*Required action 1*:
Can you reproduce the Redmond biography word for word, starting at "After the war, he" and stopping after "for county judge."?
*Required action 2*:
Continue the Redmond biography, picking up right after its final sentence.
── Text segment ──
After the war, he returned to practicing law and became the first attorney in Bensenville, Illinois. His experiences during the Great Depression having made him a staunch Democrat, he became involved in the small Democratic Party of largely Republican DuPage County, eventually becoming its chairman in 1968. In 1948, after encouragement from Paul Douglas and Adlai Stevenson he ran for DuPage County State's Attorney and received the highest vote total of anyone up to that time, but lost. He made his second run for office in 1950 when he ran for county judge.

==Illinois General Assembly==
In his third run for office, Redmond won a seat in the Illinois House's 36th district, which included all of DuPage County. He was one of the 36th district's three representatives (along with John N. Erlenborn and Lee E. Daniels) in the Illinois House. He succeeded Democrat Fred W. Anderson of Downers Grove.
───
── Listed records ──
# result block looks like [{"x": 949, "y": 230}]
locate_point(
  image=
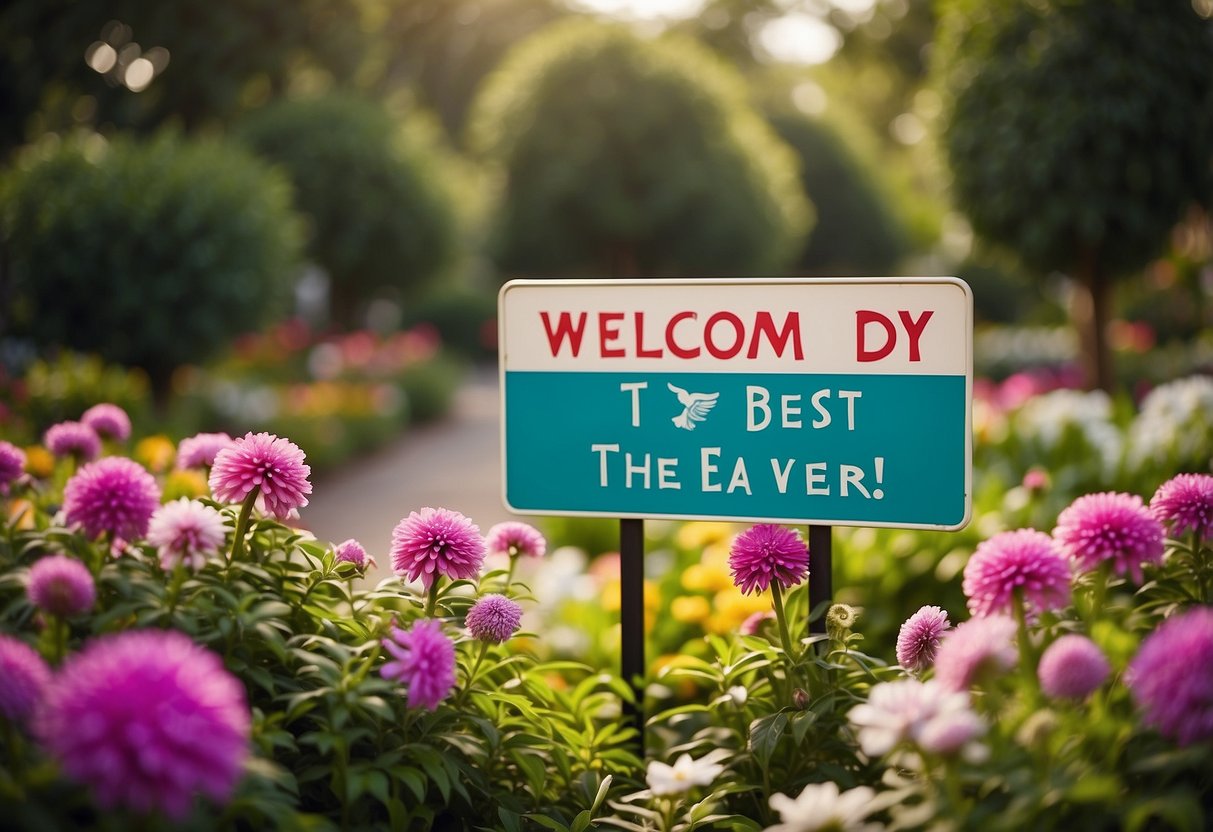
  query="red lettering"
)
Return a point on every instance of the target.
[{"x": 564, "y": 331}]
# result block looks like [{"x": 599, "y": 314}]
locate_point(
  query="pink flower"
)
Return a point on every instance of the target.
[
  {"x": 271, "y": 465},
  {"x": 513, "y": 539},
  {"x": 147, "y": 719},
  {"x": 23, "y": 679},
  {"x": 1110, "y": 528},
  {"x": 977, "y": 648},
  {"x": 199, "y": 451},
  {"x": 764, "y": 553},
  {"x": 437, "y": 541},
  {"x": 1172, "y": 677},
  {"x": 1026, "y": 560},
  {"x": 425, "y": 662},
  {"x": 73, "y": 439},
  {"x": 918, "y": 638},
  {"x": 1185, "y": 502},
  {"x": 113, "y": 495},
  {"x": 61, "y": 586},
  {"x": 1072, "y": 667},
  {"x": 494, "y": 619},
  {"x": 109, "y": 421},
  {"x": 186, "y": 531}
]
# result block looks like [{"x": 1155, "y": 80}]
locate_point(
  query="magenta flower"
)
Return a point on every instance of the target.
[
  {"x": 113, "y": 495},
  {"x": 23, "y": 679},
  {"x": 1072, "y": 667},
  {"x": 1026, "y": 560},
  {"x": 12, "y": 465},
  {"x": 1110, "y": 528},
  {"x": 199, "y": 451},
  {"x": 437, "y": 541},
  {"x": 1172, "y": 677},
  {"x": 975, "y": 649},
  {"x": 1185, "y": 503},
  {"x": 268, "y": 463},
  {"x": 425, "y": 662},
  {"x": 918, "y": 638},
  {"x": 764, "y": 553},
  {"x": 494, "y": 619},
  {"x": 147, "y": 719},
  {"x": 109, "y": 421},
  {"x": 186, "y": 531},
  {"x": 513, "y": 539},
  {"x": 61, "y": 586},
  {"x": 73, "y": 439}
]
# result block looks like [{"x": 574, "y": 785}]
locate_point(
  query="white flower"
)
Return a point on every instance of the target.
[
  {"x": 821, "y": 807},
  {"x": 683, "y": 775}
]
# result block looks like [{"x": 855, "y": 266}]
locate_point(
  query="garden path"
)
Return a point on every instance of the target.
[{"x": 453, "y": 463}]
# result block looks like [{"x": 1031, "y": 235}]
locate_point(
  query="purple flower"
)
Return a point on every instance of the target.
[
  {"x": 113, "y": 495},
  {"x": 1072, "y": 667},
  {"x": 109, "y": 421},
  {"x": 186, "y": 531},
  {"x": 425, "y": 662},
  {"x": 764, "y": 553},
  {"x": 918, "y": 638},
  {"x": 23, "y": 678},
  {"x": 1026, "y": 560},
  {"x": 1110, "y": 528},
  {"x": 267, "y": 462},
  {"x": 73, "y": 439},
  {"x": 977, "y": 648},
  {"x": 61, "y": 586},
  {"x": 199, "y": 451},
  {"x": 494, "y": 619},
  {"x": 1185, "y": 502},
  {"x": 1172, "y": 677},
  {"x": 513, "y": 539},
  {"x": 437, "y": 541},
  {"x": 147, "y": 719}
]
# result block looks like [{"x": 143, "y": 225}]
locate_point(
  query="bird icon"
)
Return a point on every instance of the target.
[{"x": 695, "y": 406}]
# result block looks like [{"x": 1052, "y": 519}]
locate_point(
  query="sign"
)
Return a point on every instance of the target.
[{"x": 835, "y": 402}]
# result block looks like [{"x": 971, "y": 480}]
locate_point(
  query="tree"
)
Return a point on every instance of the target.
[
  {"x": 628, "y": 157},
  {"x": 1078, "y": 132}
]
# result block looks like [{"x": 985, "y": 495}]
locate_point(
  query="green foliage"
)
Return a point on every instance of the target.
[
  {"x": 148, "y": 254},
  {"x": 627, "y": 157},
  {"x": 379, "y": 214}
]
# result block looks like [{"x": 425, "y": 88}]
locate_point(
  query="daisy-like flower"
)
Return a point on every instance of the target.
[
  {"x": 23, "y": 679},
  {"x": 73, "y": 439},
  {"x": 975, "y": 648},
  {"x": 918, "y": 638},
  {"x": 186, "y": 531},
  {"x": 764, "y": 553},
  {"x": 61, "y": 586},
  {"x": 147, "y": 719},
  {"x": 494, "y": 619},
  {"x": 1072, "y": 667},
  {"x": 820, "y": 807},
  {"x": 1171, "y": 677},
  {"x": 437, "y": 541},
  {"x": 199, "y": 450},
  {"x": 423, "y": 662},
  {"x": 113, "y": 495},
  {"x": 271, "y": 465},
  {"x": 1110, "y": 528},
  {"x": 513, "y": 539},
  {"x": 109, "y": 421},
  {"x": 1185, "y": 503},
  {"x": 684, "y": 775},
  {"x": 1025, "y": 560}
]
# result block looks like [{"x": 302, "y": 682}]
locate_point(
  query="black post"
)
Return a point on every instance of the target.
[
  {"x": 820, "y": 571},
  {"x": 631, "y": 614}
]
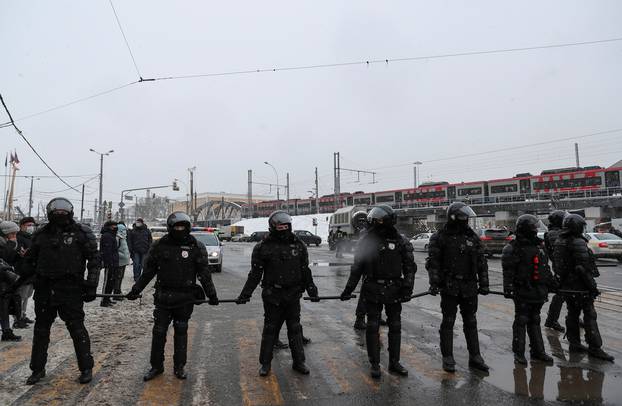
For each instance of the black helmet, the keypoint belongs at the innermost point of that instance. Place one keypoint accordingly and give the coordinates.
(279, 221)
(527, 225)
(176, 218)
(574, 223)
(359, 220)
(556, 218)
(381, 215)
(59, 203)
(458, 211)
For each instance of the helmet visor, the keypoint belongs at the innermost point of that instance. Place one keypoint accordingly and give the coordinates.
(60, 205)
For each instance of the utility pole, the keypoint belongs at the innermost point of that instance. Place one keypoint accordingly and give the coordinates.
(576, 153)
(317, 194)
(250, 192)
(337, 170)
(82, 205)
(287, 180)
(32, 179)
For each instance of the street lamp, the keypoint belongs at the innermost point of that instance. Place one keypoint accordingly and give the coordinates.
(101, 180)
(277, 179)
(416, 163)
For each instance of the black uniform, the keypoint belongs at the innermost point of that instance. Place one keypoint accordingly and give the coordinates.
(176, 263)
(385, 261)
(526, 279)
(576, 269)
(557, 301)
(280, 263)
(57, 258)
(457, 267)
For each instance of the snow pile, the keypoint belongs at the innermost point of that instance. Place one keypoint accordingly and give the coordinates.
(299, 223)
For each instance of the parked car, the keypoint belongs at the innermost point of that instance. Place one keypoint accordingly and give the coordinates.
(493, 239)
(257, 236)
(421, 241)
(604, 245)
(214, 249)
(308, 237)
(239, 238)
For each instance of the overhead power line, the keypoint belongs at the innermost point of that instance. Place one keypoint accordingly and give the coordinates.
(125, 39)
(31, 147)
(316, 66)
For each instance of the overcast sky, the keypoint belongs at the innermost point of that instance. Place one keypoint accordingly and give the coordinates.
(379, 116)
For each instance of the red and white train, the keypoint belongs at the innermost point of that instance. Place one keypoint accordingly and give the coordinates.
(560, 183)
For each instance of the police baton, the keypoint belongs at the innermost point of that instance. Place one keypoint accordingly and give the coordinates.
(113, 296)
(319, 298)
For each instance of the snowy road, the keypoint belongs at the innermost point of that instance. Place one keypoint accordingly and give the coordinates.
(224, 347)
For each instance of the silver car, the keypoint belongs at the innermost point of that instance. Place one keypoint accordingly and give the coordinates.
(421, 241)
(214, 249)
(604, 245)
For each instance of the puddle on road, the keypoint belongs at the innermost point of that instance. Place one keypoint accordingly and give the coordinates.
(573, 377)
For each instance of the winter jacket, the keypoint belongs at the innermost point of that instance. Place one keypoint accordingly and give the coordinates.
(109, 248)
(124, 251)
(139, 240)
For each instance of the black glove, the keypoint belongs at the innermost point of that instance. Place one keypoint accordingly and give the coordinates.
(88, 293)
(242, 299)
(508, 293)
(133, 294)
(345, 295)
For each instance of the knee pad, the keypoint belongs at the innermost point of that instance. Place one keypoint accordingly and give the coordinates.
(448, 323)
(270, 329)
(469, 322)
(181, 327)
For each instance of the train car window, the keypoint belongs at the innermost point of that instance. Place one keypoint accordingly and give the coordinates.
(612, 179)
(469, 191)
(511, 188)
(451, 192)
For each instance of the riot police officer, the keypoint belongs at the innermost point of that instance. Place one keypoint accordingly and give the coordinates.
(281, 263)
(176, 260)
(555, 227)
(57, 258)
(527, 279)
(382, 257)
(576, 270)
(458, 269)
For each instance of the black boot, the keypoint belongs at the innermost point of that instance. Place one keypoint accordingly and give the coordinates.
(7, 335)
(537, 344)
(447, 350)
(519, 358)
(265, 353)
(475, 358)
(298, 352)
(395, 341)
(86, 376)
(555, 326)
(374, 371)
(264, 369)
(179, 372)
(153, 372)
(35, 377)
(600, 354)
(359, 323)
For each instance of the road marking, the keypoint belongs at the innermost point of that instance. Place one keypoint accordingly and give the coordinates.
(256, 390)
(167, 389)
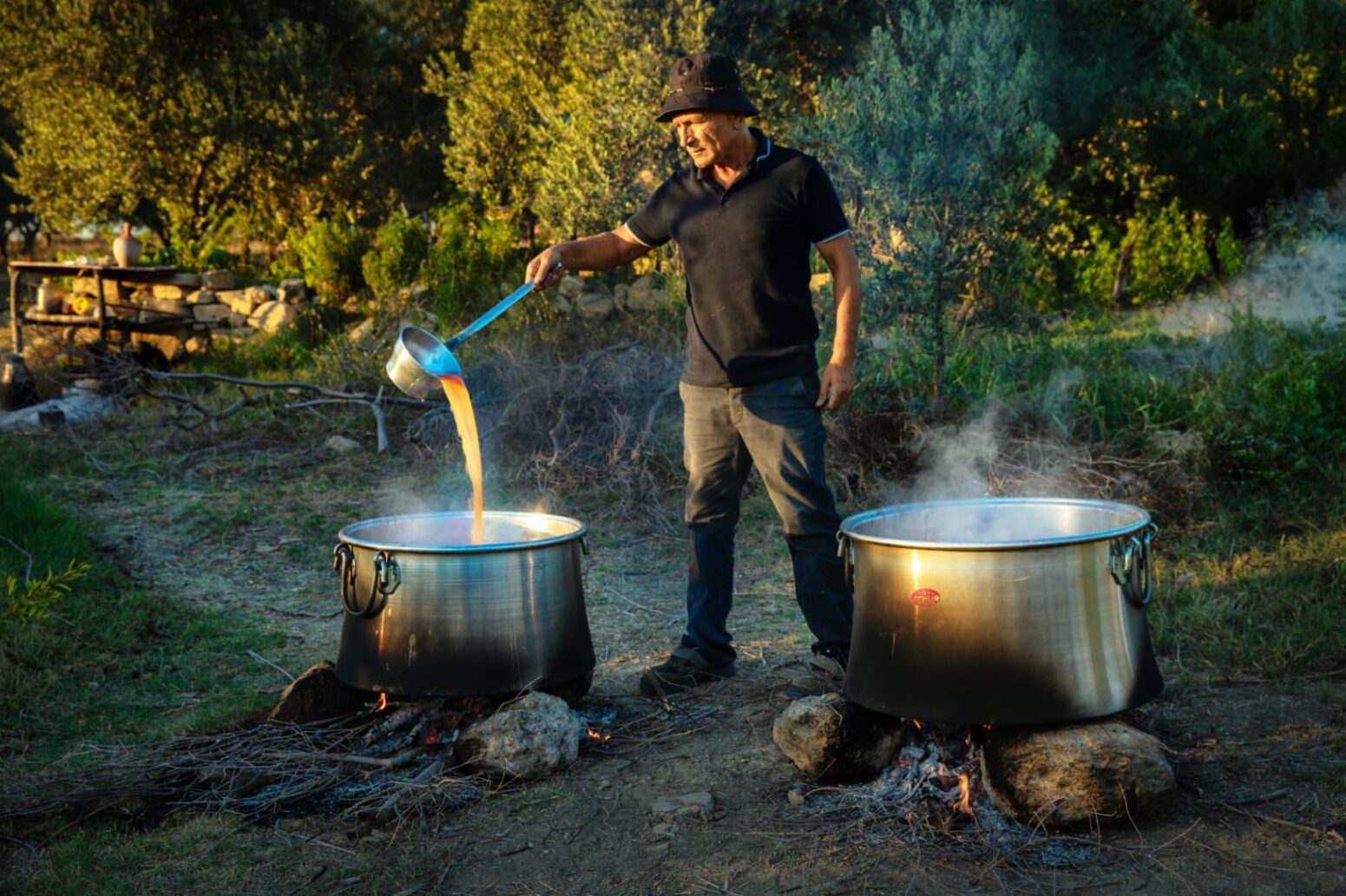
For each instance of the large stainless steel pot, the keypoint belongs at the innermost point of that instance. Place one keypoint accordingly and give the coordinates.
(1001, 610)
(431, 614)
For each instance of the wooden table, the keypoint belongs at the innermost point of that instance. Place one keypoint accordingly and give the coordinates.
(100, 272)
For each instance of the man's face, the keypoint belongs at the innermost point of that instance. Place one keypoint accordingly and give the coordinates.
(707, 134)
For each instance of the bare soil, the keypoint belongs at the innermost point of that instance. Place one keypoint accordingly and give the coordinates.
(248, 524)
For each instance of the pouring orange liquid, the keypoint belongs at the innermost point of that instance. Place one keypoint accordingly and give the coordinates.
(464, 419)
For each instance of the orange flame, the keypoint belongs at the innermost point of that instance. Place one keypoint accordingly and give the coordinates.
(964, 802)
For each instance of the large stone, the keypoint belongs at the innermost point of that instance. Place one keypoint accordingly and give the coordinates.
(171, 291)
(217, 280)
(1076, 775)
(699, 805)
(571, 287)
(341, 446)
(594, 304)
(273, 317)
(239, 300)
(318, 695)
(210, 314)
(292, 291)
(261, 295)
(831, 739)
(530, 737)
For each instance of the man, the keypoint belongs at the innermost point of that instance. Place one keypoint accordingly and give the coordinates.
(743, 217)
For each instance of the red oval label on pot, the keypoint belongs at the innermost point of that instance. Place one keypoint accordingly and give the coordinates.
(925, 596)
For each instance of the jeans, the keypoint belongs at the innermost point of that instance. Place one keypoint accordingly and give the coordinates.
(726, 432)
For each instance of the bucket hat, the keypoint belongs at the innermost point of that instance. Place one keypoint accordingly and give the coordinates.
(704, 81)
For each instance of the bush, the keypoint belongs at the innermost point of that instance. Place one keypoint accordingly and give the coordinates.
(397, 256)
(469, 258)
(1275, 412)
(330, 254)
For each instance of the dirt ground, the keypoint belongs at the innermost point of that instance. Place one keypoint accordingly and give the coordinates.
(1262, 803)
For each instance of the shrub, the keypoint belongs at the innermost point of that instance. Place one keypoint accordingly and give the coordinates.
(330, 254)
(397, 256)
(1275, 412)
(469, 258)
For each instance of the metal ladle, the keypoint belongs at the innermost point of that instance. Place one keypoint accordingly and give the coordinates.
(420, 358)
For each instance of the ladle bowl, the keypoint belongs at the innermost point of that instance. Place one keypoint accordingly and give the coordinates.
(420, 359)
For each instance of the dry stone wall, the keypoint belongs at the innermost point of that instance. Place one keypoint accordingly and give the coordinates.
(202, 307)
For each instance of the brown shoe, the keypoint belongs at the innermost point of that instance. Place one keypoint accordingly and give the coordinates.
(683, 670)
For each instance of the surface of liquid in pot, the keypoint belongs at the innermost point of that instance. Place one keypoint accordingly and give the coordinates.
(461, 402)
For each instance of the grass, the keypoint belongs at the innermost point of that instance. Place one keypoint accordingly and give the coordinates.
(116, 662)
(1238, 598)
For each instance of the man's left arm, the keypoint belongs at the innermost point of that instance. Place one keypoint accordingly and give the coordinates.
(839, 374)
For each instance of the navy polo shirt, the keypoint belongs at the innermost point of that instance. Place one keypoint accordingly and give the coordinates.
(746, 254)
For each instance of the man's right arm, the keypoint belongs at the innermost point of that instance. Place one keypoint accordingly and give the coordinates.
(605, 251)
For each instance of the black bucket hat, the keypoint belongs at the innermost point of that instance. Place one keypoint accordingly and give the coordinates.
(704, 81)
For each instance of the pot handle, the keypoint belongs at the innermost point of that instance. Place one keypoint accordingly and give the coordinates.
(1133, 566)
(384, 581)
(847, 553)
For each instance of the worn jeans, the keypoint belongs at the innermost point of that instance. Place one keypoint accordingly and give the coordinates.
(776, 427)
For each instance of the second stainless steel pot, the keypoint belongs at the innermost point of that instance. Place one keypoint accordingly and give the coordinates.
(1001, 610)
(431, 614)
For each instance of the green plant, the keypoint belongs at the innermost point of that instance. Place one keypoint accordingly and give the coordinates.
(332, 256)
(396, 256)
(30, 600)
(940, 131)
(471, 254)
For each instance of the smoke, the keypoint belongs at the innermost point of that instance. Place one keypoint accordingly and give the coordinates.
(1297, 285)
(955, 461)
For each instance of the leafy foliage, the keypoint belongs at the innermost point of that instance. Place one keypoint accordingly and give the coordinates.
(332, 256)
(397, 254)
(30, 602)
(198, 119)
(938, 131)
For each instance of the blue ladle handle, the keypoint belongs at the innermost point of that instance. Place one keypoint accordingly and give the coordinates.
(501, 307)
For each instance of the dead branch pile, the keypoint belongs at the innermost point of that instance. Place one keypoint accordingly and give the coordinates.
(368, 768)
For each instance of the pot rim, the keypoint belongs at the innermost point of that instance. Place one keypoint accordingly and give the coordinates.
(848, 525)
(347, 537)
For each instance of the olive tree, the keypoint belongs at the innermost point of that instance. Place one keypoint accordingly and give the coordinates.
(938, 134)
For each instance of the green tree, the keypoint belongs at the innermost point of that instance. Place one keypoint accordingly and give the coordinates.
(197, 117)
(500, 95)
(938, 129)
(605, 153)
(15, 214)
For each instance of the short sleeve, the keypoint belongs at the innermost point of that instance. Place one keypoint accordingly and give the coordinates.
(823, 215)
(649, 225)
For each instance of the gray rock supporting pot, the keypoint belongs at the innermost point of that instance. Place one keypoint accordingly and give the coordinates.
(1007, 611)
(431, 614)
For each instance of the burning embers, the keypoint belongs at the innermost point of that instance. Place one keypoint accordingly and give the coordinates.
(996, 779)
(935, 778)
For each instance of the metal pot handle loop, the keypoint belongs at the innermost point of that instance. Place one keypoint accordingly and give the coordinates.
(1133, 566)
(847, 554)
(385, 580)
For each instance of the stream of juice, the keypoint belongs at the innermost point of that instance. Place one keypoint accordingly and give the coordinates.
(461, 404)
───
*Exercise output 1*:
After the war, he returned to practicing law and became the first attorney in Bensenville, Illinois. His experiences during the Great Depression having made him a staunch Democrat, he became involved in the small Democratic Party of largely Republican DuPage County, eventually becoming its chairman in 1968. In 1948, after encouragement from Paul Douglas and Adlai Stevenson he ran for DuPage County State's Attorney and received the highest vote total of anyone up to that time, but lost. He made his second run for office in 1950 when he ran for county judge.

*Exercise output 2*:
The 1960 reapportionment process was stalled by partisan gridlock. Subsequently, the Illinois Supreme Court ordered an at large election for all 177 members of the Illinois House in 1964. Voters were given ballots three feet long. After a 1965 Illinois Supreme Court Case to resolve the redistricting issue, Redmond's home was drawn into the 37th district which consisted of York, Addison, Bloomingdale and Wayne townships along with the City of West Chicago in Winfield Township. He was reelected as one of the district's three representatives with Gene L. Hoffman and Pate Philip.

He sponsored many pieces of legislation during his tenure including the creation of an Equality of Economic Opportunity Commission, created the Illinois State Board of Education, and advocated for increased mass transportation for his suburban district. He helped to create the South Suburban Transit Authority and the Regional Transportation Authority.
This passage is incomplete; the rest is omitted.